Opdracht 1: Vat in de tekst over klonale hematopoëse de alinea die begint met "Het nieuws over klonale hematopoëse" samen in een korte opsomming met de belangrijkste feiten.
Opdracht 2: Geef uit de tekst over klonale hematopoëse letterlijk het stuk terug tussen "Klonale hematopoëse wordt" en "de aandoening gescreend.", beide inbegrepen.

Gekozen fragment:

================

Klonale hematopoëse wordt meestal ontdekt door genetisch onderzoek van het bloed. De aandoening wordt vaak per toeval vastgesteld tijdens medisch onderzoek of binnen het kader van wetenschappelijk onderzoek. Meestal zijn er geen duidelijke symptomen. Klonale hematopoëse komt veel voor bij ouderen en veroorzaakt in de meeste gevallen geen gezondheidsproblemen. Daarom wordt er in Nederland – buiten wetenschappelijk onderzoek – niet routinematig op de aandoening gescreend.
Eerder onderzoek toonde aan dat stamceltransplantaties zelf geen veranderingen veroorzaken in het DNA van de donorcellen. Dit betekent dat de genetische samenstelling van de donorstamcellen, die na de transplantatie de bloedaanmaak van de patiënt vervangen, niet verandert door de transplantatie zelf.
Het nieuws over klonale hematopoëse na stamceltransplantatie gaat echter over een ander aspect: bij klonale hematopoëse gaat een stamcel met een bepaalde DNA-verandering zich sneller delen dan stamcellen zonder deze verandering. Hierdoor ontstaat een groepje cellen met een gedeelde DNA-verandering. We noemen dit ook wel een kloon. Onderzoekers vermoeden nu dat de stamcel die uiteindelijk leidt tot klonale hematopoëse vaak al aanwezig was in de donor, en dat de transplantatie ervoor zorgt dat deze stamcel versneld uitgroeit.
Kortom, hoewel de stamceltransplantatie zelf geen DNA-veranderingen in de donorstamcellen veroorzaakt, kan het de groei van stamcellen met bepaalde DNA-veranderingen versnellen, wat kan leiden tot klonale hematopoëse.

================

Lokalisatiegegevens met één punt per geval:
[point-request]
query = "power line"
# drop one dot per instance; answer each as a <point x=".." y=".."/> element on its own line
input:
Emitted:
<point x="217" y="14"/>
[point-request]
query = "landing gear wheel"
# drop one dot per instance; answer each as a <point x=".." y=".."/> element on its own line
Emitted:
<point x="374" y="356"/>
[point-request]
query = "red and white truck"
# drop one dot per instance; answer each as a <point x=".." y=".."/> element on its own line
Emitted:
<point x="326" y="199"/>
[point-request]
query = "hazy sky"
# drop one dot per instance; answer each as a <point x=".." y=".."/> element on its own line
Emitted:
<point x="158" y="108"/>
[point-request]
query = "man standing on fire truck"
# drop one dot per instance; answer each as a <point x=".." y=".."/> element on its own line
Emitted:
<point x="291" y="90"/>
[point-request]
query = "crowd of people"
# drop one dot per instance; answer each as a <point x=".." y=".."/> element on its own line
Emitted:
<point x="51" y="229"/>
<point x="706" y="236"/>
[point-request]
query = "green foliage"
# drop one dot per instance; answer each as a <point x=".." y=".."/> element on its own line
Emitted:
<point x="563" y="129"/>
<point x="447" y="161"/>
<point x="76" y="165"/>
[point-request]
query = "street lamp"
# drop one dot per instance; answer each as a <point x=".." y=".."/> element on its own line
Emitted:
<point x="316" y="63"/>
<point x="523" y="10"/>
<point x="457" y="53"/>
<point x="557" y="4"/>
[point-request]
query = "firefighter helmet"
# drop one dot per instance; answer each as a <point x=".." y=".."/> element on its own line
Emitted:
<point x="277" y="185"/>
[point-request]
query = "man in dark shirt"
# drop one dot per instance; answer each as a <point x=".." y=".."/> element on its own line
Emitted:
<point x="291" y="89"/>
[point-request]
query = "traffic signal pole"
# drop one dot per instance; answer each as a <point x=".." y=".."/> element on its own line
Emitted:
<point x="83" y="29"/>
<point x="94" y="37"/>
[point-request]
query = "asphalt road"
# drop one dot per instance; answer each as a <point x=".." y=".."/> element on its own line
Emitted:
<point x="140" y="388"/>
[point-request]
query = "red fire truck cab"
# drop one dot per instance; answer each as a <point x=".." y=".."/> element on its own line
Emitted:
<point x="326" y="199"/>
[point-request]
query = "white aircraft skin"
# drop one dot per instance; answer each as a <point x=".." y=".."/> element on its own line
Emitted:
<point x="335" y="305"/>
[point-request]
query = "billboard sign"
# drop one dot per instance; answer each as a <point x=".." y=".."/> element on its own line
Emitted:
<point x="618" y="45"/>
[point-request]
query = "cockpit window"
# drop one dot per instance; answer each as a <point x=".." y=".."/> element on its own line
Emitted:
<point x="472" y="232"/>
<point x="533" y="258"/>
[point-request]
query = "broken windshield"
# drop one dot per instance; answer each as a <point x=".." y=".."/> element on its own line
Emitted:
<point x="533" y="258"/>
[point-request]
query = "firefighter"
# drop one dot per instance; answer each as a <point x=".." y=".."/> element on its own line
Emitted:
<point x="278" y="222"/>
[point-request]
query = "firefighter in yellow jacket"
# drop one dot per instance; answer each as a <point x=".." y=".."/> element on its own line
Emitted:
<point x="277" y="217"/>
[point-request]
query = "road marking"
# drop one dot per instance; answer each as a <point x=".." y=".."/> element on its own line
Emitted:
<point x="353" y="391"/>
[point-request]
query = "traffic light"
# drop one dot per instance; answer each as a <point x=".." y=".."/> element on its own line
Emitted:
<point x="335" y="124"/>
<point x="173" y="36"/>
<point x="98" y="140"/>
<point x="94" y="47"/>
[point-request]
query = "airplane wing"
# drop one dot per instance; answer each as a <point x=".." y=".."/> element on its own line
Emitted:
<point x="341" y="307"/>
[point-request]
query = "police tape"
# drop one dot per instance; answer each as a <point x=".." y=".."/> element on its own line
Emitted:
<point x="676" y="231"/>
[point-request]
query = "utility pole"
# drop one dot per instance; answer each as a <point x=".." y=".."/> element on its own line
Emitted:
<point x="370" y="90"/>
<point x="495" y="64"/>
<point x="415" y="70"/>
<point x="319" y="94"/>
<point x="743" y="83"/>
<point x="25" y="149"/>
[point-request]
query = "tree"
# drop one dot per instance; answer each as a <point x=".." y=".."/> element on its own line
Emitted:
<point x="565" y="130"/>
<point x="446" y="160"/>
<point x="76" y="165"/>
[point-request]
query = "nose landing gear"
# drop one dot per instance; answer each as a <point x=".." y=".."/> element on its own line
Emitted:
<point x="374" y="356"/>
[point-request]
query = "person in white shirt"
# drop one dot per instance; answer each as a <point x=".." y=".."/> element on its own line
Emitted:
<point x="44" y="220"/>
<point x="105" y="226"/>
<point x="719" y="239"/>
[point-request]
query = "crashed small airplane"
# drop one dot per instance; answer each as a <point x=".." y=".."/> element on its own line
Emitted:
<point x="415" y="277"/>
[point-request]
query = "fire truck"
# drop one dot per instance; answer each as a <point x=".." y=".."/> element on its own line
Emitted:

================

Antwoord 1:
- Bij klonale hematopoëse deelt een stamcel met een bepaalde DNA-verandering zich sneller dan stamcellen zonder die verandering.
- Zo ontstaat een groepje cellen met een gedeelde DNA-verandering, een kloon.
- Onderzoekers vermoeden dat deze stamcel vaak al in de donor aanwezig was en dat de transplantatie haar versneld laat uitgroeien.

Antwoord 2:
Klonale hematopoëse wordt meestal ontdekt door genetisch onderzoek van het bloed. De aandoening wordt vaak per toeval vastgesteld tijdens medisch onderzoek of binnen het kader van wetenschappelijk onderzoek. Meestal zijn er geen duidelijke symptomen. Klonale hematopoëse komt veel voor bij ouderen en veroorzaakt in de meeste gevallen geen gezondheidsproblemen. Daarom wordt er in Nederland – buiten wetenschappelijk onderzoek – niet routinematig op de aandoening gescreend.